JOB:
Change every "black exercise mat" in the items below to "gray yoga mat" and write the lines out again, with nothing else altered. Leave the pictures out.

GIVEN DATA:

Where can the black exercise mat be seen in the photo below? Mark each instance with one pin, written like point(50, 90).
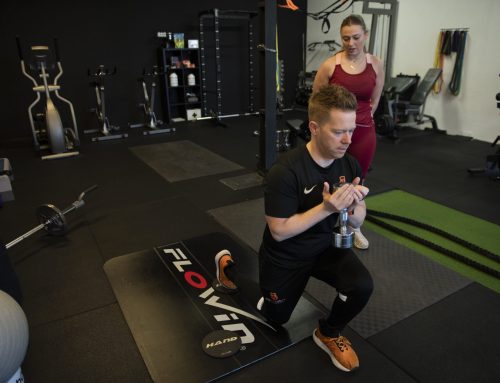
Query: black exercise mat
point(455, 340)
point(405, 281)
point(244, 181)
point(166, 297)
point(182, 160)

SOLUTION:
Where can the gray yoga mat be seen in the photo below? Mark each instance with one pin, written like point(50, 90).
Query: gray yoga mat
point(455, 340)
point(405, 281)
point(244, 181)
point(166, 297)
point(182, 160)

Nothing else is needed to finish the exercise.